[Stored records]
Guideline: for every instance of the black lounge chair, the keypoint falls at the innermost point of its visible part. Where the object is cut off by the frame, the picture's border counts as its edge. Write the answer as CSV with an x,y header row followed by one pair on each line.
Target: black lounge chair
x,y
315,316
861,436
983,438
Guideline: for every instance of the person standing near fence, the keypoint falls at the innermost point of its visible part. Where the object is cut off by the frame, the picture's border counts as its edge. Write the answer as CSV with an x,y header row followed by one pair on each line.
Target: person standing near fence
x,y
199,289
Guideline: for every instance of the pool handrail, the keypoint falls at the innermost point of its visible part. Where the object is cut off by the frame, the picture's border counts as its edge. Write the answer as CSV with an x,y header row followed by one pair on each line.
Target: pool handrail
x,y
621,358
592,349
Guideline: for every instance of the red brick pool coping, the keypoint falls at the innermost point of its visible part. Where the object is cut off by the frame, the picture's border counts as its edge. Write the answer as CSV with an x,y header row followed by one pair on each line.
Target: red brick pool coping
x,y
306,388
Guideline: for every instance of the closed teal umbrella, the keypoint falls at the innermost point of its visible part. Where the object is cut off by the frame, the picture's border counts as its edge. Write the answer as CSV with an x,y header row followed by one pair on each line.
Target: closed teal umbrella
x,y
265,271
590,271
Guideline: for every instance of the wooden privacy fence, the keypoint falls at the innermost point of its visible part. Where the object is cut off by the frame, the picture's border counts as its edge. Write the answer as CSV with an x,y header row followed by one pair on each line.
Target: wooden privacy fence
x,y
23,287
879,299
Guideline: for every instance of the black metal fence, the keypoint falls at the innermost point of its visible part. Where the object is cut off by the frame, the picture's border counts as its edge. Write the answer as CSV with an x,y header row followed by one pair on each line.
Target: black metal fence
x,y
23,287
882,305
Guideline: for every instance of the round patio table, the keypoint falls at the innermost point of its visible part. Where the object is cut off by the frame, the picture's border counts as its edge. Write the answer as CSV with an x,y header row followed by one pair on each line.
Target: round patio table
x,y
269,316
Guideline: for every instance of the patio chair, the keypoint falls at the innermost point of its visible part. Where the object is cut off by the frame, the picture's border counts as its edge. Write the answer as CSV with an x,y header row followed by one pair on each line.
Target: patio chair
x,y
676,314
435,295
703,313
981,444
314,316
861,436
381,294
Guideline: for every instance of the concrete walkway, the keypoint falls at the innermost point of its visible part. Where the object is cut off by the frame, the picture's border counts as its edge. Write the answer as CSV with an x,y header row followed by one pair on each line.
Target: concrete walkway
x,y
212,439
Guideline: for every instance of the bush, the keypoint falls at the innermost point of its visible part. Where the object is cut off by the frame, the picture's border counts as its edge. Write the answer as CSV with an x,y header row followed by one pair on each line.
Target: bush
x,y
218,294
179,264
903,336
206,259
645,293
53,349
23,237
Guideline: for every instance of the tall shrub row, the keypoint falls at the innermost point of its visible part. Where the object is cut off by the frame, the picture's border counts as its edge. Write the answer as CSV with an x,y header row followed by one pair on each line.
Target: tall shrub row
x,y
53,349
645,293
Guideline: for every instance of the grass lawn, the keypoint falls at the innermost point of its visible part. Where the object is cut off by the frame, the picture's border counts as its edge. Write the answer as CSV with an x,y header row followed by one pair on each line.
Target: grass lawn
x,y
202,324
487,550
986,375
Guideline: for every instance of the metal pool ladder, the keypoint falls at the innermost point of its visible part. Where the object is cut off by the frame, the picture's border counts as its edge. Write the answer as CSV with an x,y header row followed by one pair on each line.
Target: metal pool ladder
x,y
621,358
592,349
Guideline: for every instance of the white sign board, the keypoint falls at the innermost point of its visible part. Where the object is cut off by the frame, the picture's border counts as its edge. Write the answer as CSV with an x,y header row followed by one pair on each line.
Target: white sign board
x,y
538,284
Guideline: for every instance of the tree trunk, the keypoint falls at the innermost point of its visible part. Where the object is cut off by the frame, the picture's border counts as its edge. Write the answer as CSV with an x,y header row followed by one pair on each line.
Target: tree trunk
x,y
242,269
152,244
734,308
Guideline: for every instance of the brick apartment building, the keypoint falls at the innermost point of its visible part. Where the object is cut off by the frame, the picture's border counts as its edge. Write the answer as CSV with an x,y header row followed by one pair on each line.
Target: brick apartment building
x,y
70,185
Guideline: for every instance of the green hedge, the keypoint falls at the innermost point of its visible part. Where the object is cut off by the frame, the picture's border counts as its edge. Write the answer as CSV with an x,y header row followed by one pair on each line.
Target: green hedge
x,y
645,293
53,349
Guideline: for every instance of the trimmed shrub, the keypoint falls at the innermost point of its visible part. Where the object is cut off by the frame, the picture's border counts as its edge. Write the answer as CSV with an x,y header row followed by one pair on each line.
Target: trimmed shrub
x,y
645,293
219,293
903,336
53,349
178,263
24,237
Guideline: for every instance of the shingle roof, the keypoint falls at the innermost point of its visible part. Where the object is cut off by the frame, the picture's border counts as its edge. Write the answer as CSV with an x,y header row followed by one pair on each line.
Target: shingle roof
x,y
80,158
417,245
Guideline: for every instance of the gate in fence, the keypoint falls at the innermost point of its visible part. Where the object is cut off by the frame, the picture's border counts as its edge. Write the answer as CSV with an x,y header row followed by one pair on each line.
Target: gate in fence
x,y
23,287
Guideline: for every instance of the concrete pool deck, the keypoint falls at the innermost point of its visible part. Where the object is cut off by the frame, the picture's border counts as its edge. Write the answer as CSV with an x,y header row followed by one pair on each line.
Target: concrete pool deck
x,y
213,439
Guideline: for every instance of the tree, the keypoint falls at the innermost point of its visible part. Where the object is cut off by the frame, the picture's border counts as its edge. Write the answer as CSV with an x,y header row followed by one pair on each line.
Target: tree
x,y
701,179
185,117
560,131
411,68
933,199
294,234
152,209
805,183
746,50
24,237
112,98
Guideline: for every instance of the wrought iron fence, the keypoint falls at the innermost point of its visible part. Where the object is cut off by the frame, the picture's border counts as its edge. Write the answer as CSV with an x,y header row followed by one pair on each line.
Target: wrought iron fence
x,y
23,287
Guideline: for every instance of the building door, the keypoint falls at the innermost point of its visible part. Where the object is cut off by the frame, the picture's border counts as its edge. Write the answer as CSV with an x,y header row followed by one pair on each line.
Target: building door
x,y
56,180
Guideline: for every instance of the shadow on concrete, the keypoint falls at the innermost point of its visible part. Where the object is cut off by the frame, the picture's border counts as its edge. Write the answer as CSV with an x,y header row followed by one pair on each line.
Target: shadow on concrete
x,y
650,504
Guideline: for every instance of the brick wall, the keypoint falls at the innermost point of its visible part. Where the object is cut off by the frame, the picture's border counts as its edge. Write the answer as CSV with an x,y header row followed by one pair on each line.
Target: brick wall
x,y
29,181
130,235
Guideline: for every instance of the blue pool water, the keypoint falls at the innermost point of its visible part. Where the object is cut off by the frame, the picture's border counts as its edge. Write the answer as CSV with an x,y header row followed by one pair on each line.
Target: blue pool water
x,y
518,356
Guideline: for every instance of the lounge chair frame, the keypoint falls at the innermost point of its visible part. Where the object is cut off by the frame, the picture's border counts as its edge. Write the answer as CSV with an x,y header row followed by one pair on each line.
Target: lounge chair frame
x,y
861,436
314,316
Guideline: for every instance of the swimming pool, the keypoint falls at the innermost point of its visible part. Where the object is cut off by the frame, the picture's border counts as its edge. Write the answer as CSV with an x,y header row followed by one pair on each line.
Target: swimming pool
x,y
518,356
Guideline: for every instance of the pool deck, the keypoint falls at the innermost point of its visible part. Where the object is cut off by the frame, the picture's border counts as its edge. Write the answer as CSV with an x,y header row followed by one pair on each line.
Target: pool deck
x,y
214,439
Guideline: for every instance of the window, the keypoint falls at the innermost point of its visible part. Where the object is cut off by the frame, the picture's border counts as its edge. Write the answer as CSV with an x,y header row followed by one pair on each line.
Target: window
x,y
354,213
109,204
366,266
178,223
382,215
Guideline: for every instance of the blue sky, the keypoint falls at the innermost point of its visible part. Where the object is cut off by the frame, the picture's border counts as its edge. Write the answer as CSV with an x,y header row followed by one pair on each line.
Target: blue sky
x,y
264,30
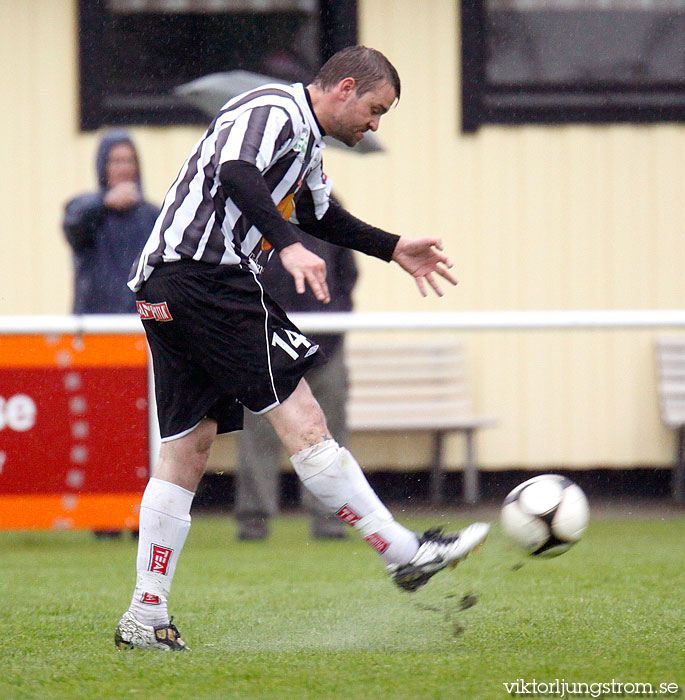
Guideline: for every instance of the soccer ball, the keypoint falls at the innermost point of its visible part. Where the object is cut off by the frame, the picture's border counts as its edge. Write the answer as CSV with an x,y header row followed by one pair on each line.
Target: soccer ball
x,y
545,515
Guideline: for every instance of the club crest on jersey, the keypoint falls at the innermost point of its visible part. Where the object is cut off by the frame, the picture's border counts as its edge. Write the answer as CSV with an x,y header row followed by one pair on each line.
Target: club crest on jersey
x,y
153,312
301,146
159,559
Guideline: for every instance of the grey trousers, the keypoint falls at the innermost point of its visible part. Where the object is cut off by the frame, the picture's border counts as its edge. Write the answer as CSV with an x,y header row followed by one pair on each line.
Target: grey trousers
x,y
260,450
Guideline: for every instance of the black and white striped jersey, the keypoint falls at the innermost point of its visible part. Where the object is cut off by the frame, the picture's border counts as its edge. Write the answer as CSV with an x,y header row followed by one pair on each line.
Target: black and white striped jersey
x,y
274,129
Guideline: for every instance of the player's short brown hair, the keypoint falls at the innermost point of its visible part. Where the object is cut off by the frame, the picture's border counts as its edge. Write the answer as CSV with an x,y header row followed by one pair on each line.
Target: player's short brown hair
x,y
368,67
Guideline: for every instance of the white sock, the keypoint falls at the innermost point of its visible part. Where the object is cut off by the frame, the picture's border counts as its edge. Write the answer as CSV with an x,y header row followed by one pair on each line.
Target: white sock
x,y
332,474
164,525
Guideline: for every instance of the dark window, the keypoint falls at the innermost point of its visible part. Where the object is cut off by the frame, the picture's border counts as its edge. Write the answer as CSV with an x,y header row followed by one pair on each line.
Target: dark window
x,y
555,61
134,53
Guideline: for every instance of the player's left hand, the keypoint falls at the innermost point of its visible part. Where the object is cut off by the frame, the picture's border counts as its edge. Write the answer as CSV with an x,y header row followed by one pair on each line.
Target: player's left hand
x,y
423,258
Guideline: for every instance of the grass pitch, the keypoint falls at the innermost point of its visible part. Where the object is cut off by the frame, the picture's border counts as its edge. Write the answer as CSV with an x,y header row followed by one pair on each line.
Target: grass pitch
x,y
302,619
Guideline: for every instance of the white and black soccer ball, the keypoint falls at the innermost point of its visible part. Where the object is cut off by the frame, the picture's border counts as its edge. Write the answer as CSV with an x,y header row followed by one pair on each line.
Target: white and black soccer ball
x,y
545,515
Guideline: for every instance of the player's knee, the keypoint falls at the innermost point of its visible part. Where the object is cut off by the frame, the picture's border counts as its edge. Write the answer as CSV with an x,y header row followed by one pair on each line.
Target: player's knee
x,y
315,458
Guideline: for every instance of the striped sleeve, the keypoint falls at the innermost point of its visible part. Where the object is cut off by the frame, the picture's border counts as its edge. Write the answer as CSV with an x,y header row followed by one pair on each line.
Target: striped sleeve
x,y
257,136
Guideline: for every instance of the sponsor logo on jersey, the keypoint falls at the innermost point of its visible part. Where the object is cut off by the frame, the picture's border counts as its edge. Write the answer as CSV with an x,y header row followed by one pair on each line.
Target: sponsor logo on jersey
x,y
153,312
159,559
150,599
348,515
377,542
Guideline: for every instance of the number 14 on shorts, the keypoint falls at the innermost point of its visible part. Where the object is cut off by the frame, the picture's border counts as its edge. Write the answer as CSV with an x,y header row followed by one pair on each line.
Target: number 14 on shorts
x,y
295,341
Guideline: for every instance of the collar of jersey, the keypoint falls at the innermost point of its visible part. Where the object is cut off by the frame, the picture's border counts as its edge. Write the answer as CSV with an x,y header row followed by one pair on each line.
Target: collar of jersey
x,y
305,103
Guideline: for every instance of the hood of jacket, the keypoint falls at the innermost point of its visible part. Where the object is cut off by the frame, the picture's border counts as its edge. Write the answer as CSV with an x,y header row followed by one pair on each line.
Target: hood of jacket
x,y
110,139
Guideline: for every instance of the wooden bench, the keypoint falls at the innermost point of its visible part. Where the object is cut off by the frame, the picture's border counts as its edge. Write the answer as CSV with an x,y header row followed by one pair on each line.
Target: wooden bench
x,y
407,387
670,356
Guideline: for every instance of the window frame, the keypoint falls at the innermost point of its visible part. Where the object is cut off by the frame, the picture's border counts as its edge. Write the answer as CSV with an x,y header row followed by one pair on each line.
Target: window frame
x,y
482,104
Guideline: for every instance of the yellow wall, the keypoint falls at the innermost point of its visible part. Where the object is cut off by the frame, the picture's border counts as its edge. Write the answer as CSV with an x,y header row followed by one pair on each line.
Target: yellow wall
x,y
573,217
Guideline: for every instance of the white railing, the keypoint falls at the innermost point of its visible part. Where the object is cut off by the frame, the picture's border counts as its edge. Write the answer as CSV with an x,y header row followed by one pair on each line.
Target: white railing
x,y
367,321
380,321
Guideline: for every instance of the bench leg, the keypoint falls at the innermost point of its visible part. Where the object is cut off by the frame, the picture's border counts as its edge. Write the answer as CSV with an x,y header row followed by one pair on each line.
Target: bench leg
x,y
471,479
678,476
437,477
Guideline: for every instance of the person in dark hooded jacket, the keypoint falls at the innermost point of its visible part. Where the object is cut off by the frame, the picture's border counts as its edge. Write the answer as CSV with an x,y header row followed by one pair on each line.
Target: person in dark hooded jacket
x,y
108,228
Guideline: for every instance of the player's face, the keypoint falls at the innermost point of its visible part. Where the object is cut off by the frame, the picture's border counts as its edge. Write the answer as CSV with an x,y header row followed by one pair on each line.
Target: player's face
x,y
122,165
359,113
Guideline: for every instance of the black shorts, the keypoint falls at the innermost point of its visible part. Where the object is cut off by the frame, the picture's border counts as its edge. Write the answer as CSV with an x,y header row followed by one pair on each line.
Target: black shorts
x,y
218,343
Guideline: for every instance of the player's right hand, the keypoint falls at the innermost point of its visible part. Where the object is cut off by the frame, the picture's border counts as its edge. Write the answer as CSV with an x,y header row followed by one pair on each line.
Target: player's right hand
x,y
306,267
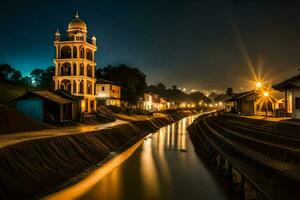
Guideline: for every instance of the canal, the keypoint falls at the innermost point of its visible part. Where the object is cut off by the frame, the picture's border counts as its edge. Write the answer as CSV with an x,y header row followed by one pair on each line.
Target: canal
x,y
165,166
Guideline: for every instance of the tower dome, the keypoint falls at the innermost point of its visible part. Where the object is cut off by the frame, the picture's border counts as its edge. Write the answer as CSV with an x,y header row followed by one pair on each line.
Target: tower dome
x,y
77,24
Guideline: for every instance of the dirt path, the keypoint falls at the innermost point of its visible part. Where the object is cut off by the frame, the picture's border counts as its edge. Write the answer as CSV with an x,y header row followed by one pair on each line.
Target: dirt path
x,y
9,139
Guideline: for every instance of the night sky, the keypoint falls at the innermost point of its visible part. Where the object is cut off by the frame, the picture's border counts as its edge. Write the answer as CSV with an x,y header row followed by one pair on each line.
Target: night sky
x,y
193,44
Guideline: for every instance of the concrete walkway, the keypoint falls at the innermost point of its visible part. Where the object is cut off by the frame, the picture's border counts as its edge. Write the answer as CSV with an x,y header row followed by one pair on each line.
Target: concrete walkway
x,y
15,138
286,120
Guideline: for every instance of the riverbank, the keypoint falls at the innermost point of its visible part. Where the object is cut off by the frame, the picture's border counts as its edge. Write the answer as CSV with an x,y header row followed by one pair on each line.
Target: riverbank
x,y
33,168
239,146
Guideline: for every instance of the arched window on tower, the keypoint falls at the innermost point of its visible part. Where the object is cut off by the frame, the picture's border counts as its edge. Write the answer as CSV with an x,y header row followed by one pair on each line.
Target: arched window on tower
x,y
89,54
65,69
65,52
81,85
74,87
82,52
74,52
66,85
81,69
74,69
89,71
89,87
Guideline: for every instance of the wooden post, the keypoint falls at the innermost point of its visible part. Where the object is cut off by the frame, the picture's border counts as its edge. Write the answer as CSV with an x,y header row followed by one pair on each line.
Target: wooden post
x,y
285,104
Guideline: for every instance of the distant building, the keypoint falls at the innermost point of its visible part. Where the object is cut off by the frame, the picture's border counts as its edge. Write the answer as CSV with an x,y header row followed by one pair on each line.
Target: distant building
x,y
46,106
291,89
153,102
75,63
109,92
251,103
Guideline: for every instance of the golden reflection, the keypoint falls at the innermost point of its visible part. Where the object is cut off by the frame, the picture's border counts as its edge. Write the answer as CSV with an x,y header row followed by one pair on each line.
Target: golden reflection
x,y
75,191
149,171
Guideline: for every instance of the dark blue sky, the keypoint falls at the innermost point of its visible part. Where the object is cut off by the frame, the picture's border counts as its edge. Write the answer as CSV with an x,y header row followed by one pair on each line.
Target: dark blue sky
x,y
188,43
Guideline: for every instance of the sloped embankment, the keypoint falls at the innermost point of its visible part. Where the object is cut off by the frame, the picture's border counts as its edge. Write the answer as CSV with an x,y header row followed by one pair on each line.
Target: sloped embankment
x,y
33,168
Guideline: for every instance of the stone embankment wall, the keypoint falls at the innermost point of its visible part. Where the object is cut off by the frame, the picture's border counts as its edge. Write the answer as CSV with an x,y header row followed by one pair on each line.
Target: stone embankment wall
x,y
33,168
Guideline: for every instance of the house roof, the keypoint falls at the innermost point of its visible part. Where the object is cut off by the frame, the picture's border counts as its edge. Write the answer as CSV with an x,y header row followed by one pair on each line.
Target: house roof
x,y
240,95
68,95
288,84
51,96
103,81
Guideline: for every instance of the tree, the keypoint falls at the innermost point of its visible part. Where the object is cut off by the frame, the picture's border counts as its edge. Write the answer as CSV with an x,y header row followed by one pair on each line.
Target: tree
x,y
6,71
229,91
26,81
16,76
43,78
132,81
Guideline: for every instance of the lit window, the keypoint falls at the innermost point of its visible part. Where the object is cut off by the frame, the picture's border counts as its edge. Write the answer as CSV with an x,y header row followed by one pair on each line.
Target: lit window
x,y
297,101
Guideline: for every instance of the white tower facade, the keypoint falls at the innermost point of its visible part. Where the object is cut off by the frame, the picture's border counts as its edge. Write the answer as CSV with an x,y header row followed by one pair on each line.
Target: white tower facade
x,y
75,63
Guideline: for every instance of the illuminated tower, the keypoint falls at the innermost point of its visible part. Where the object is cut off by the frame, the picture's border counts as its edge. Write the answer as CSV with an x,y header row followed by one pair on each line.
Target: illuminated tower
x,y
75,63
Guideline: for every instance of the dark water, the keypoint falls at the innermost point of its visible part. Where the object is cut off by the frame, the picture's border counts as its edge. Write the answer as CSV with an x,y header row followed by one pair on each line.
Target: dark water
x,y
165,166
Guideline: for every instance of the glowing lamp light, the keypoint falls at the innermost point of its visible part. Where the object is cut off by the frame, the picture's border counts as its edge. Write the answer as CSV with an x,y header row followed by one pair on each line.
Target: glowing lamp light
x,y
258,84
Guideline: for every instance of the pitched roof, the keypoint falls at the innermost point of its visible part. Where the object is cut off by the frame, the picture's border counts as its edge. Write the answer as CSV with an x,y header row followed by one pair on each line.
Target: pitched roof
x,y
288,83
240,95
52,96
103,81
68,95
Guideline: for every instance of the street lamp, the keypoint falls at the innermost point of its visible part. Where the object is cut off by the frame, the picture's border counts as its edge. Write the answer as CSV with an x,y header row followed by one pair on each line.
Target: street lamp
x,y
258,84
266,94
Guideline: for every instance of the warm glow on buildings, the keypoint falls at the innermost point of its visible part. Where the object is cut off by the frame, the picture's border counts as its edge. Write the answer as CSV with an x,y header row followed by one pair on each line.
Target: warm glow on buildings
x,y
109,92
75,63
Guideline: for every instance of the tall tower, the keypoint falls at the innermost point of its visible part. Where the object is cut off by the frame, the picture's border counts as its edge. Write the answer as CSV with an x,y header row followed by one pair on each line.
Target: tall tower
x,y
75,63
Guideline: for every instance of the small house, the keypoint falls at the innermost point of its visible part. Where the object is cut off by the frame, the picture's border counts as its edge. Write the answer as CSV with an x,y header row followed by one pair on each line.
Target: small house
x,y
108,92
46,106
291,89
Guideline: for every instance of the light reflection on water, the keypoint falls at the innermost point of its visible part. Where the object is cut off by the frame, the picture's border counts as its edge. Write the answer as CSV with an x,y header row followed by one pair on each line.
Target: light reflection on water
x,y
164,167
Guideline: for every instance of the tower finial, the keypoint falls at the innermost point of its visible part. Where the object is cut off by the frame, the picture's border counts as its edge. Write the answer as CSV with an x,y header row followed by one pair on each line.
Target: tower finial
x,y
57,31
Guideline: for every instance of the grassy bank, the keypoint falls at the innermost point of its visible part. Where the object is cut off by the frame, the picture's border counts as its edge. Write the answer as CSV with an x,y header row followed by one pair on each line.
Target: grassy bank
x,y
33,168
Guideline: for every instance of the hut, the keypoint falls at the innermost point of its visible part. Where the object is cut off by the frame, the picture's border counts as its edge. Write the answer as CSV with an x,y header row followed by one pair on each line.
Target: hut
x,y
46,106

▶ ASSIGNED TASK:
Your reply is to repeat, unchanged, the lines above running from the one with "Target: white tower facade" up to and including the one with "Guideline: for every instance of the pitched".

▶ TASK SOLUTION:
Target: white tower facade
x,y
75,63
Guideline: for every instance of the illuminated tower, the keypoint falls at the innermost point of its visible part. Where the object is cut off by the frame, the picture's border counts as its edge. Write the answer as CSV with an x,y header row followed by one pair on each line.
Target: illuminated tower
x,y
75,63
Guideline: for every instance of the dark water, the keypoint falls at the innermost point of its visible part. Where the object is cut off by the frame, the picture's border counts as its edge. Write the answer as CSV with an x,y header row followed by one pair on each line.
Target: dark water
x,y
165,166
Guideline: for every instance of the glowing lamp light, the keypoint falls at the innermost point of its visible part. Where the object is cut off by the frame, the picture's border counts as its edge. Write the answer as CSV with an x,y header row followed by one pair on each line.
Target: glowing lamp light
x,y
258,84
Guideline: for every instance of the pitched roof, the keypoint falls at the innermost point of its visible part. Where the object is cut off by the frame, the picture's border counts as its edge. Write the answer as CSV with an x,y header row followed by one pair on each line.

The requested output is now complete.